*** Begin section ***

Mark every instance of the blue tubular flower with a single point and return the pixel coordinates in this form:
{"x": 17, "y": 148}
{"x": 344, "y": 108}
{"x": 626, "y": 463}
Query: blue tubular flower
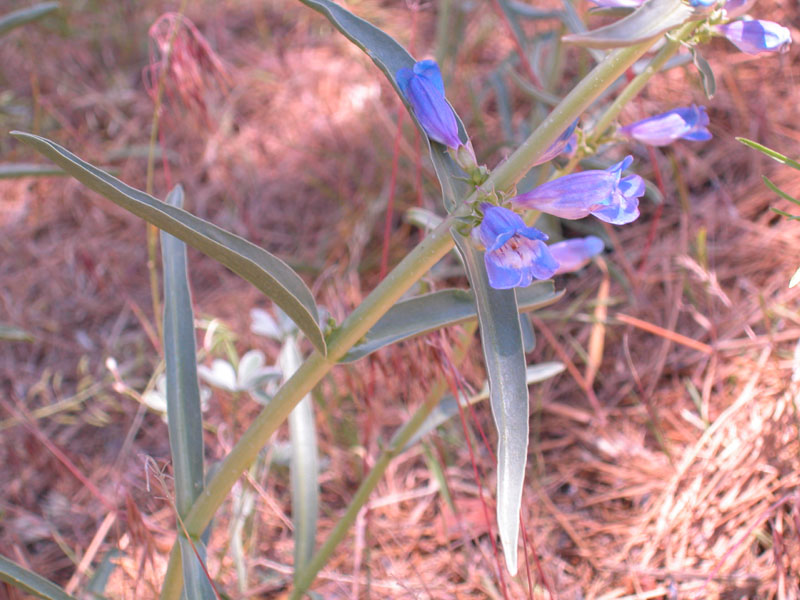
{"x": 559, "y": 145}
{"x": 736, "y": 8}
{"x": 754, "y": 37}
{"x": 515, "y": 253}
{"x": 605, "y": 194}
{"x": 618, "y": 3}
{"x": 572, "y": 254}
{"x": 424, "y": 89}
{"x": 688, "y": 123}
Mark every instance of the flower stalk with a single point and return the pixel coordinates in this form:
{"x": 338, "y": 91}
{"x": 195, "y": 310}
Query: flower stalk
{"x": 386, "y": 294}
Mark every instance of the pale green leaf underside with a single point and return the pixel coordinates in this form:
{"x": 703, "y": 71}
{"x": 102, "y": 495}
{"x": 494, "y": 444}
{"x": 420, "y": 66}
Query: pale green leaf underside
{"x": 23, "y": 16}
{"x": 423, "y": 314}
{"x": 652, "y": 19}
{"x": 14, "y": 170}
{"x": 389, "y": 56}
{"x": 22, "y": 578}
{"x": 781, "y": 158}
{"x": 267, "y": 272}
{"x": 448, "y": 407}
{"x": 503, "y": 353}
{"x": 184, "y": 415}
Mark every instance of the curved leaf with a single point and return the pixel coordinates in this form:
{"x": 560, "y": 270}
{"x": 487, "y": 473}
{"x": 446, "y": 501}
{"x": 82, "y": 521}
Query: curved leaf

*** End section ***

**What you are asked to do**
The records above are to be repeated exactly, with every picture removed from the copy.

**Completed task**
Mark every instance of the blue tubular flower with a single point and return the pixel coordinates in this form:
{"x": 17, "y": 148}
{"x": 344, "y": 108}
{"x": 626, "y": 463}
Query: blue tubular flower
{"x": 559, "y": 145}
{"x": 736, "y": 8}
{"x": 754, "y": 37}
{"x": 515, "y": 253}
{"x": 605, "y": 194}
{"x": 618, "y": 3}
{"x": 572, "y": 254}
{"x": 424, "y": 89}
{"x": 688, "y": 123}
Mark every instance of the flower stalk with a single point and return the pixel coordinates in this form:
{"x": 338, "y": 91}
{"x": 195, "y": 310}
Query: flower stalk
{"x": 386, "y": 294}
Mark every instance of the pale green leaf underside with a single point and return the pixel coordinates in this form:
{"x": 703, "y": 71}
{"x": 102, "y": 495}
{"x": 494, "y": 444}
{"x": 420, "y": 66}
Query: pale green leaf underside
{"x": 23, "y": 16}
{"x": 423, "y": 314}
{"x": 652, "y": 19}
{"x": 14, "y": 170}
{"x": 389, "y": 56}
{"x": 22, "y": 578}
{"x": 781, "y": 158}
{"x": 267, "y": 272}
{"x": 448, "y": 407}
{"x": 503, "y": 353}
{"x": 184, "y": 415}
Mark every instance of the curved leaf with a single point and return the pixel coordinates in this form:
{"x": 560, "y": 270}
{"x": 487, "y": 473}
{"x": 446, "y": 501}
{"x": 82, "y": 521}
Query: curved leaf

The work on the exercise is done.